What this task involves: Update the records by putting "lawn" wherever "grass field" appears, and reproduce every line with nothing else altered.

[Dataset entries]
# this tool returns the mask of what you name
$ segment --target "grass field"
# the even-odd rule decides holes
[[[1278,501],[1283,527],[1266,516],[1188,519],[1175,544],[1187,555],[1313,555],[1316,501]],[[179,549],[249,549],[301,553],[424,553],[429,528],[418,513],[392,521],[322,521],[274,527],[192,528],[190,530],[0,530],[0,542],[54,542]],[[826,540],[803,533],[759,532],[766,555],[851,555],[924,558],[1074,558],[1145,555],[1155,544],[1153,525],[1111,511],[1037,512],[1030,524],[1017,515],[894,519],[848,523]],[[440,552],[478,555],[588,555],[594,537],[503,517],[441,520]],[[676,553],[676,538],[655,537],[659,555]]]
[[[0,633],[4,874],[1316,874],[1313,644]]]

Result for this task:
# this tool returns the mask of what you name
$ segment --target "lawn"
# the even-odd rule decides holes
[[[1278,501],[1283,527],[1266,516],[1188,519],[1175,544],[1187,555],[1313,555],[1316,501]],[[179,549],[249,549],[301,553],[424,553],[429,528],[418,513],[392,521],[322,521],[274,527],[192,528],[190,530],[0,530],[0,542],[54,542]],[[826,540],[803,533],[759,532],[766,555],[851,555],[924,558],[1074,558],[1145,555],[1155,544],[1153,525],[1111,511],[1037,512],[1030,524],[1017,515],[894,519],[848,523]],[[440,552],[478,555],[588,555],[594,537],[503,517],[441,520]],[[676,553],[676,538],[655,537],[659,555]]]
[[[0,633],[4,874],[1316,874],[1313,644]]]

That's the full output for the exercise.